### Record excerpts
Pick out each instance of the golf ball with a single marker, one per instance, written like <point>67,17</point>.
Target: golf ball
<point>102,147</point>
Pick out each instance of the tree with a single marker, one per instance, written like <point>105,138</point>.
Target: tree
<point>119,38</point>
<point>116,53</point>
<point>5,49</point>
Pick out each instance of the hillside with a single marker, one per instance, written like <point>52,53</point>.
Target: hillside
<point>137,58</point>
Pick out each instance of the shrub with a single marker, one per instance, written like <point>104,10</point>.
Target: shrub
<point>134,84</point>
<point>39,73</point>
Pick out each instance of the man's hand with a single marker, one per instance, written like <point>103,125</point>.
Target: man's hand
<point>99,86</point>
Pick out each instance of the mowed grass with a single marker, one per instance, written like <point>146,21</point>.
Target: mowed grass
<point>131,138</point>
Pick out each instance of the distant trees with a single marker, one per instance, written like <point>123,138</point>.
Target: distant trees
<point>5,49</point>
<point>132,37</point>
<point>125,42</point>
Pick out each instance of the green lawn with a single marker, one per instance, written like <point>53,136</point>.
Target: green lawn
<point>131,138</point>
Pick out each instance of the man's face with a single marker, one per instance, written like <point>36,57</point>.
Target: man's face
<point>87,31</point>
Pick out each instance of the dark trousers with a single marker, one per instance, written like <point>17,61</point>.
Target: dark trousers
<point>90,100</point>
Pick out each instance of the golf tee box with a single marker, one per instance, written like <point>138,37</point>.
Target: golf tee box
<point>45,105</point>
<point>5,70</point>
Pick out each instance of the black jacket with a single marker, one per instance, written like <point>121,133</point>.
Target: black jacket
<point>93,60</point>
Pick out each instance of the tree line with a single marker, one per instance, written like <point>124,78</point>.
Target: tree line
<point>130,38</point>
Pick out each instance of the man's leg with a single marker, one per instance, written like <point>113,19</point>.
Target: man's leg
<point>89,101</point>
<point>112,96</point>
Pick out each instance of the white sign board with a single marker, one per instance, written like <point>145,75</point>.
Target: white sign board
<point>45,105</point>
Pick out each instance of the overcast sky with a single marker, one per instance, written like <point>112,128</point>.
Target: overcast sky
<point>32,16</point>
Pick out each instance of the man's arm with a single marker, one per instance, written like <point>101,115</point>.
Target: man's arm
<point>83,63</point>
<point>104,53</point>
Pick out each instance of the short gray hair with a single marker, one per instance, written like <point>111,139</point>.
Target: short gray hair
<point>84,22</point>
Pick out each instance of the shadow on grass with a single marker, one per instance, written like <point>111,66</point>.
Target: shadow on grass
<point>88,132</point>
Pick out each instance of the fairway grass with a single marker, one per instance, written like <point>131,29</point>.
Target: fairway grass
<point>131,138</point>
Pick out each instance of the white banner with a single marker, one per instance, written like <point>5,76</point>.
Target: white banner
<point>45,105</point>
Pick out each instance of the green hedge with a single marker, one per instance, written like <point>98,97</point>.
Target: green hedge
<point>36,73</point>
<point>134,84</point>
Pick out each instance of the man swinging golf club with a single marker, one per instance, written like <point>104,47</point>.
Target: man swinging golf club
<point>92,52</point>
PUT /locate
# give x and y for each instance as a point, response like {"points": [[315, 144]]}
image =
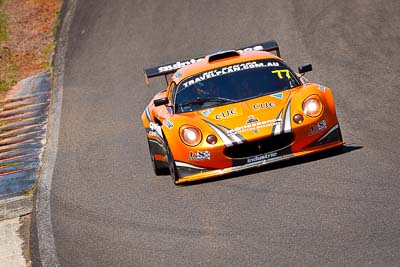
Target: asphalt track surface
{"points": [[109, 209]]}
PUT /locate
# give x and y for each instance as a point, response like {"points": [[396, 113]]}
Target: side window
{"points": [[172, 93]]}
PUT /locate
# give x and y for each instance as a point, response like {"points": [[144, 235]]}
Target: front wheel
{"points": [[172, 166]]}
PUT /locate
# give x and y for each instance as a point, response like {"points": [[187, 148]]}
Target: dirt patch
{"points": [[29, 39]]}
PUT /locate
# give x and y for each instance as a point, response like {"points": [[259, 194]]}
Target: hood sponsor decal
{"points": [[229, 69], [222, 133], [264, 157], [263, 105], [287, 127], [199, 155], [177, 75], [278, 127], [255, 126], [155, 129], [317, 128], [252, 119], [226, 114], [168, 123], [278, 95], [207, 112]]}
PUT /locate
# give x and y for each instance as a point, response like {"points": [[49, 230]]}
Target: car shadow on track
{"points": [[282, 164]]}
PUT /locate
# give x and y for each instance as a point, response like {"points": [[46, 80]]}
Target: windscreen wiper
{"points": [[200, 101]]}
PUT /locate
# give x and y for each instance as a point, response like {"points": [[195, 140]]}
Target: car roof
{"points": [[204, 65]]}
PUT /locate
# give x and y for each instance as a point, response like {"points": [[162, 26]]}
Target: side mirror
{"points": [[305, 68], [161, 101]]}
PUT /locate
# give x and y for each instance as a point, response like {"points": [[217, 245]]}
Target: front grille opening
{"points": [[260, 146]]}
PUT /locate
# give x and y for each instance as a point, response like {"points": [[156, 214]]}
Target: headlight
{"points": [[312, 106], [190, 135]]}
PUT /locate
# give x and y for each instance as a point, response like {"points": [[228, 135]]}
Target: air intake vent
{"points": [[222, 55], [258, 147]]}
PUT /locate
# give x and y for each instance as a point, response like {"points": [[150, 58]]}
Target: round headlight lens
{"points": [[191, 135], [312, 106]]}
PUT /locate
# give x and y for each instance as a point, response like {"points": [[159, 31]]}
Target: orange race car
{"points": [[235, 110]]}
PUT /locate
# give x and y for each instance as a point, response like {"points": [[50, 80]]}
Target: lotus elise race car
{"points": [[234, 110]]}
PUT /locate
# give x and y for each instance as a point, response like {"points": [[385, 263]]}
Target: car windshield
{"points": [[233, 83]]}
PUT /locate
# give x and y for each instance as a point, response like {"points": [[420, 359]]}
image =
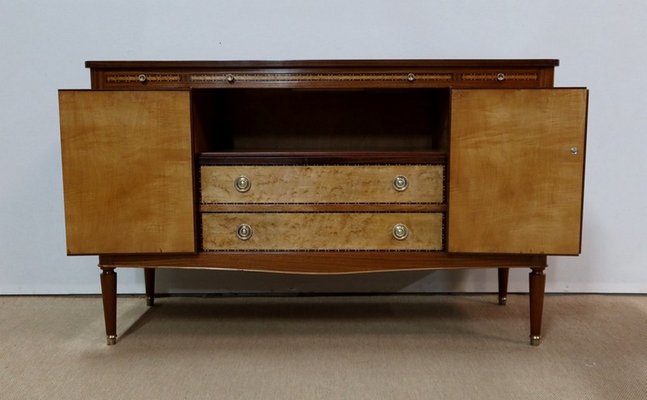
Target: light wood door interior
{"points": [[516, 170], [127, 172]]}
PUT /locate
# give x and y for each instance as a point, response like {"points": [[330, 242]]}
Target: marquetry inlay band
{"points": [[136, 78], [320, 77], [493, 77]]}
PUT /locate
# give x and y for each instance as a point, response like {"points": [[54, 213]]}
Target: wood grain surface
{"points": [[323, 184], [322, 231], [515, 186], [127, 172]]}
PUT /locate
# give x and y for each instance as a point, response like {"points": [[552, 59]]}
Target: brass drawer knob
{"points": [[244, 232], [242, 184], [400, 231], [400, 183]]}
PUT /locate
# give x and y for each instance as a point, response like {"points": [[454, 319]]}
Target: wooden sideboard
{"points": [[323, 167]]}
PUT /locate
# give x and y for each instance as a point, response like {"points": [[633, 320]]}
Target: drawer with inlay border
{"points": [[322, 184], [358, 231]]}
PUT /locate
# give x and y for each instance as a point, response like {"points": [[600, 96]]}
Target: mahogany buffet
{"points": [[323, 167]]}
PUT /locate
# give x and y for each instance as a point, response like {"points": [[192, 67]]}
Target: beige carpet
{"points": [[383, 347]]}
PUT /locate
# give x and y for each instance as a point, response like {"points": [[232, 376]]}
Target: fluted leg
{"points": [[503, 285], [537, 282], [149, 278], [109, 294]]}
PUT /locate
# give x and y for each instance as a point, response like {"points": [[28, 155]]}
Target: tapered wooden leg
{"points": [[503, 285], [149, 278], [537, 282], [109, 294]]}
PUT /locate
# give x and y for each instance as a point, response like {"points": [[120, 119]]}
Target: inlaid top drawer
{"points": [[322, 231], [323, 184]]}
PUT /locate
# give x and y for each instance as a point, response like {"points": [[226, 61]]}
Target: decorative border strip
{"points": [[149, 78], [319, 77], [493, 76]]}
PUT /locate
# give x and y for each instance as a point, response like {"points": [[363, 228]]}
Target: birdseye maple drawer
{"points": [[322, 184], [322, 231]]}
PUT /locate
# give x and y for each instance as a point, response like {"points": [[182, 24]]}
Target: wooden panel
{"points": [[322, 184], [127, 172], [515, 186], [322, 231]]}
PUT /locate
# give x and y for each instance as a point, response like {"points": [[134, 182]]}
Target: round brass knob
{"points": [[244, 232], [400, 183], [242, 184], [400, 231]]}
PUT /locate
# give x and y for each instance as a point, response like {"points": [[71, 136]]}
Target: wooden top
{"points": [[420, 63]]}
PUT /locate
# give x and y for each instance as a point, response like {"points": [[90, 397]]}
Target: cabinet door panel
{"points": [[516, 170], [127, 172]]}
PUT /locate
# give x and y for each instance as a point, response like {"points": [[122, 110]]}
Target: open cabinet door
{"points": [[516, 172], [127, 172]]}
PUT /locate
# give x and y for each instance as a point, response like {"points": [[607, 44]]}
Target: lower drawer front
{"points": [[322, 231]]}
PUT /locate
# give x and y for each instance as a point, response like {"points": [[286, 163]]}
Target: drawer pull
{"points": [[400, 183], [244, 232], [400, 231], [242, 184]]}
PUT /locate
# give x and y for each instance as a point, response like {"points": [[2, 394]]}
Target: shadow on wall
{"points": [[210, 281]]}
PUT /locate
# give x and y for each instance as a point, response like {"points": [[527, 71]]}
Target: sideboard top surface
{"points": [[384, 63]]}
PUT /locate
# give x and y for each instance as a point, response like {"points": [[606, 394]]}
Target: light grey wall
{"points": [[43, 45]]}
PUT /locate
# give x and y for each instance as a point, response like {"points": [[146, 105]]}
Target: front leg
{"points": [[109, 295], [149, 279], [537, 281]]}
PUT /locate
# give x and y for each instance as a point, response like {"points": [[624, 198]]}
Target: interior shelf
{"points": [[289, 120]]}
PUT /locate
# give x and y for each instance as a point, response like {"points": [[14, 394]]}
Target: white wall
{"points": [[43, 45]]}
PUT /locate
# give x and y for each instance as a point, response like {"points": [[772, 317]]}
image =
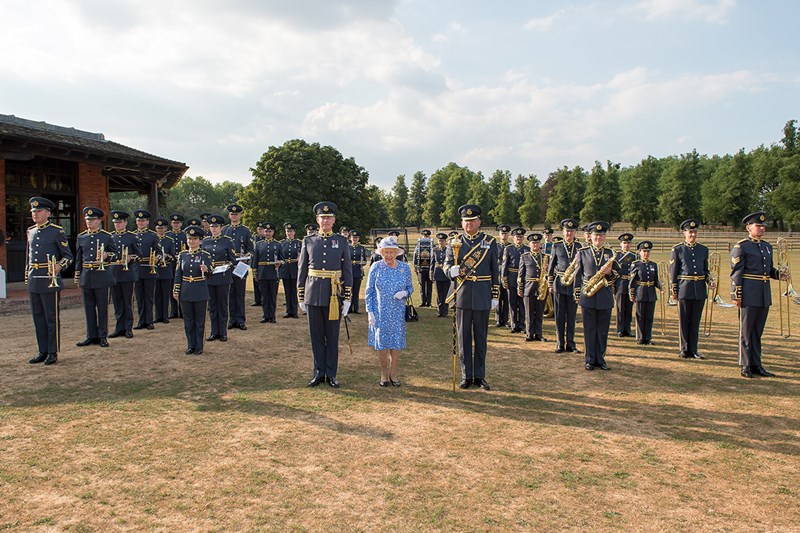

### Task details
Copy out every line in the material above that contains the string "sideboard".

### Result below
Target: wooden sideboard
Target: sideboard top surface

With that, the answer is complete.